> Task objective
Rewrite the rows below, swapping every "Response" for "Output" and keeping everything else the same.

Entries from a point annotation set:
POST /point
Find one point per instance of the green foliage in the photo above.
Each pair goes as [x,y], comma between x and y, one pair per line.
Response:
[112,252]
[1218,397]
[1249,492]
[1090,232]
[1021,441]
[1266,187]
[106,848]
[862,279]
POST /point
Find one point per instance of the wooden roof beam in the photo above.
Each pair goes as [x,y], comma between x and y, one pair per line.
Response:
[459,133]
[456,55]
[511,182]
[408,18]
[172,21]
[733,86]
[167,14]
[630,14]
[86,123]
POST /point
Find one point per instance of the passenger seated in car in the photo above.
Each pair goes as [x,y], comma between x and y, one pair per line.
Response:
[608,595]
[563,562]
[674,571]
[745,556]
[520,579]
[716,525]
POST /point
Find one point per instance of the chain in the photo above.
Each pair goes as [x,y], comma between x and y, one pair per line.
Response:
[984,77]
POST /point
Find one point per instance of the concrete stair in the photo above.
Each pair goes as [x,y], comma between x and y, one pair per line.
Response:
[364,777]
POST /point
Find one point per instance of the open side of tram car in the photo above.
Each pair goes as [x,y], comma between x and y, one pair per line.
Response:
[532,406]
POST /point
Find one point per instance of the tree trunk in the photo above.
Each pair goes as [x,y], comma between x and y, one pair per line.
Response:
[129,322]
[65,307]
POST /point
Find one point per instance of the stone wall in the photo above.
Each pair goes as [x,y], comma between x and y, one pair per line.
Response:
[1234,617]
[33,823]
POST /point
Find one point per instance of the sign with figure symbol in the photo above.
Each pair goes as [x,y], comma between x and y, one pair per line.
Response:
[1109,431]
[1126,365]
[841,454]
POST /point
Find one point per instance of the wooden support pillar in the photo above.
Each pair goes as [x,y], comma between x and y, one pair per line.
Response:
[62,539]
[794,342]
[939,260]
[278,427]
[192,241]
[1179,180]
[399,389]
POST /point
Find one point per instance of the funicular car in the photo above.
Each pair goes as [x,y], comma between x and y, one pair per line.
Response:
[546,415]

> Problem solution
POST /point
Find one point per instance of the green foliage in the photo above.
Each pair goes as [x,y], comma between x and y, one pair per line.
Output:
[112,252]
[1218,397]
[1249,492]
[1090,232]
[1021,441]
[1266,187]
[106,848]
[862,279]
POST /point
Find one point per instance of the wooden roof beam in the photo above.
Each pair goes as [x,y], comma between x and y, one pair per line.
Output:
[459,133]
[456,55]
[511,182]
[408,18]
[172,21]
[733,86]
[167,14]
[630,14]
[86,123]
POST /point
Find one point per instance of the passenger seated in car in the photo above.
Each pair goes as [x,y], comma between x and y, one pair per line.
Output:
[608,595]
[563,562]
[674,571]
[745,556]
[520,579]
[716,525]
POST /point
Find one point per instance of the chain in the photo above.
Each pair goes as [x,y], comma between x and y, one pair per line.
Output:
[984,77]
POST /point
Find one point per instance of the concrete stair in the photo above.
Each pair goes as [x,y], comma between x and y, one pair per line.
Output:
[364,777]
POST /point
Find one point per instance of the open side of tram car in the photo above.
Each pair goes as [x,y], comma between x and y, one pair per line.
Output:
[532,406]
POST /point
Find one point per instance of the tree trunk in the photo above.
Each pair goes as [x,y], comma between x and y, one pair per line.
Output:
[129,322]
[65,307]
POST /point
Find one point per instance of the stone wall in the photo above.
Each pair goes as [x,y], comma between x and y, one pair per line.
Output:
[1234,617]
[33,823]
POST /point
Find one point per instance of the sign with figure symbol in the photo above.
Each pair goes as [x,y], comma between x and y, one pair per line.
Output:
[1109,431]
[1126,365]
[841,454]
POST /point
Find one point per instance of the wooden support pillar in the photo above.
Each pair goes as [x,y], comma between x and y, one pair per line.
Output:
[62,539]
[794,342]
[939,260]
[278,427]
[192,241]
[1179,180]
[399,389]
POST /point
Find one point per instance of the funicular car in the photo above.
Each pair goes as [x,y], comma between x and y, one pair per line.
Output:
[546,415]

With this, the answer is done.